— Text passage —
========================

The role of smallpox in the New World was far from over. From Mexico the disease spread south and north cutting a swath of destruction before it. It reached modern day Peru and took the life of the great Inca leader Huayna Chupauc, who had doubled the size of the Empire. The designated heir, Ninan Cuyoche, was dead by the time word of Huayna Chupuac's demise was brought to the Inca capital at Tumipampa.

Huayna Chupuac's general Minacnacatamayta and several other officers also died. A war of succession broke out in the Inca Empire when Huascar was appointed Inca, then challenged by his illegitimate brother Atahualpa. A disastrous civil war broke out, lasting five years. Smallpox moved with the army and the civilians to spread thoughout he empire and materially aid the Spanish conquest.

The Inca Empire suffered a similar mortality as incomprehensible in its completeness as suffered by the Aztecs. Cieza de Leon, a Spanish chronicler wrote with simple eloquence of the sudden, awful emptiness in the land. "No testimony remains that the country had once been populated other than the great cemeteries... They asked Benalcazar how many Indians he found between Quito and Cartago, and they desired to know from me how many remain. Well, there are none. In a town that had a population of 10,000, there was not one person left."

Visitations of the disease in North America were no less devastating. In 1617-1619 smallpox wiped out nine-tenths of the Indian population along the Massachusetts coast. The epidemic fortuitously cleared a place for the first Pilgrims. Seven years earlier, the Narragansetts alone were said to be able to muster 3000 warriors, whereas Miles Standish and his companions found only a few straggling inhabitants, innumerable burial places, empty wigwams and some skeletons when they arrived at Plymouth in 1620. Surveying the aftermath Standish was frank in his appraisal "Smallpox was the blessing in disguise that gave (us) an opportunity to found the State."

Not only the natives suffered. In 1776 the American colonial army was driven from Montreal and hence, lost Quebec and all of Canada. The British army, outnumbered two to one, were variolated, the Americans were not and came down with smallpox. The epidemic that swept through the troops nearly wrecked the colonial cause.

In Europe smallpox wreaked havoc not only with the common man but with crowned heads as well. In 1712, the 70 year old Louis XIV, France's Le Roi del Soleil looked upon his son, grandson and great grandson and commented that in the history of France, the succession had never been so secure. The Sun King tempted fate.

========================

[Region pointing records]
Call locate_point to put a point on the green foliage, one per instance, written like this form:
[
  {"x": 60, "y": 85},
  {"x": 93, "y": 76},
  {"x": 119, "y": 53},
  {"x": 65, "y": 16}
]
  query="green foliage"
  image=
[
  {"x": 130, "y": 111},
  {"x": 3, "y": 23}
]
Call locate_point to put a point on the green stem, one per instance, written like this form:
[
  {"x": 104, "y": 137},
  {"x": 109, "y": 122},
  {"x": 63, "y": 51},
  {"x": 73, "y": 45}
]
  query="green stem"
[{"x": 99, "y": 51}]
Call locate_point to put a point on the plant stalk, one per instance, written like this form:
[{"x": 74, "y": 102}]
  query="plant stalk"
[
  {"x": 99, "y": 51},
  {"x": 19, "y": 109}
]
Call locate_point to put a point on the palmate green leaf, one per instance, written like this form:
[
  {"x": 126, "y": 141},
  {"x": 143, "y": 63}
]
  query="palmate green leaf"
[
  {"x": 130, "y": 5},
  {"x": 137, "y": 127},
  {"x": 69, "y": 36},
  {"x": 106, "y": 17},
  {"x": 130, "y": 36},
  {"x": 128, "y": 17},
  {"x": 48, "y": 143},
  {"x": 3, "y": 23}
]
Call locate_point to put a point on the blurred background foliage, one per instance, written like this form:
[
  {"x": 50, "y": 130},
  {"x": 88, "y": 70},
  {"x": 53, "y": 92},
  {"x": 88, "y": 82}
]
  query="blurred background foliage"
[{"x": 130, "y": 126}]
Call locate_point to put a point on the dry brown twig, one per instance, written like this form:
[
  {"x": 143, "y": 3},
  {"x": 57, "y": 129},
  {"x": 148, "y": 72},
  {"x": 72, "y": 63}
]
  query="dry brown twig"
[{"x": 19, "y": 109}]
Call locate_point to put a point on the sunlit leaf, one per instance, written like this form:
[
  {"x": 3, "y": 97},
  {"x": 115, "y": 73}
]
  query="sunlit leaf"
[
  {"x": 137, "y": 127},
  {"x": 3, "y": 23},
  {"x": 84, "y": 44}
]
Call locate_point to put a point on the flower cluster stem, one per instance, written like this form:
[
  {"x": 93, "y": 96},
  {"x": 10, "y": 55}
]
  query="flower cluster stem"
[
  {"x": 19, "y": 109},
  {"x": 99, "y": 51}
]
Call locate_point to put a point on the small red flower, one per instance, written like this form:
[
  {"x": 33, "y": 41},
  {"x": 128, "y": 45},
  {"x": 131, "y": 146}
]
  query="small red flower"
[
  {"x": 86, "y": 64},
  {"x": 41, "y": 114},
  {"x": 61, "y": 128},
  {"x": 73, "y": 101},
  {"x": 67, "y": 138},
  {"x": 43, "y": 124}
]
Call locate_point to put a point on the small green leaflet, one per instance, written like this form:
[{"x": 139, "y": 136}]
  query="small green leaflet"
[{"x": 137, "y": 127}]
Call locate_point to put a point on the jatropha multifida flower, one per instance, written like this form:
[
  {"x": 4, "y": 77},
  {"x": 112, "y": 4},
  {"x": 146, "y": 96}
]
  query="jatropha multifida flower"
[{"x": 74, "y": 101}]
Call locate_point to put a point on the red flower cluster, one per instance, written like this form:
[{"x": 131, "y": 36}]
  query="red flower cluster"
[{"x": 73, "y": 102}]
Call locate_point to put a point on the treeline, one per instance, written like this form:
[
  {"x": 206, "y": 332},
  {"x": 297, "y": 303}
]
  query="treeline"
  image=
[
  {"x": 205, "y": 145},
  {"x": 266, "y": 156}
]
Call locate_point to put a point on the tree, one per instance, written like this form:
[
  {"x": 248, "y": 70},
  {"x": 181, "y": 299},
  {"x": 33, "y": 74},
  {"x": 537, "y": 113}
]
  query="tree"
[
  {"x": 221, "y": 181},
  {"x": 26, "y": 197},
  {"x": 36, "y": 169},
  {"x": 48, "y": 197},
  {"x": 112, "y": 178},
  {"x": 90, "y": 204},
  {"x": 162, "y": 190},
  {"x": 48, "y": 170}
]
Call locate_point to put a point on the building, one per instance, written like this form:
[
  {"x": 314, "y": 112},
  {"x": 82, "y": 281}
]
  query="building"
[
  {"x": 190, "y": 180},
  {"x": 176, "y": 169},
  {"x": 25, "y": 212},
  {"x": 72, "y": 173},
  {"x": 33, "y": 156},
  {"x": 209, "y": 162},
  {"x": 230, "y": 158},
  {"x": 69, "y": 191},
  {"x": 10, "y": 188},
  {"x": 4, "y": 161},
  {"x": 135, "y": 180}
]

========================

— Your goal —
Print the portion of the smallpox passage between "In Europe smallpox" and "King tempted fate.", inclusive. These records come from a different source than the text.

— Output —
In Europe smallpox wreaked havoc not only with the common man but with crowned heads as well. In 1712, the 70 year old Louis XIV, France's Le Roi del Soleil looked upon his son, grandson and great grandson and commented that in the history of France, the succession had never been so secure. The Sun King tempted fate.